◆ **Exercise aim**:
Please copy out every line of the entries below, character for character, and leave the pictures out of your copy.
++++++++++
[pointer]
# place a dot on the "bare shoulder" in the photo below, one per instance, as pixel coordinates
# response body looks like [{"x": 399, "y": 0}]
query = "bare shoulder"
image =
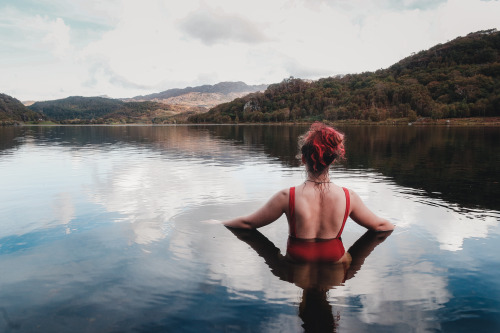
[{"x": 362, "y": 215}]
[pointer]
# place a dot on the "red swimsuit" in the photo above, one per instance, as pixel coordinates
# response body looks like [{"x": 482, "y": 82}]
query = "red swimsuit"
[{"x": 315, "y": 249}]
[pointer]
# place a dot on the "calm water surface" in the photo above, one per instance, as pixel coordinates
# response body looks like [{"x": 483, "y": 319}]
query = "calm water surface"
[{"x": 101, "y": 231}]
++++++++++
◆ **Solution**:
[pointer]
# place a dot on the "bare shoulder" in the photo below, one per instance, as pixel coordinates
# response body looks like [{"x": 399, "y": 0}]
query = "bare shoulder"
image =
[{"x": 362, "y": 215}]
[pointer]
# place a dot on the "red swimsuit" in the photo above, one per instance, as pixel coordinates
# response body looks like [{"x": 482, "y": 82}]
query = "red swimsuit"
[{"x": 315, "y": 249}]
[pointer]
# place a dot on the "calm water surface" in the photo above, one per instance, as pixel coordinates
# response body looks like [{"x": 483, "y": 319}]
query = "calm water surface"
[{"x": 101, "y": 231}]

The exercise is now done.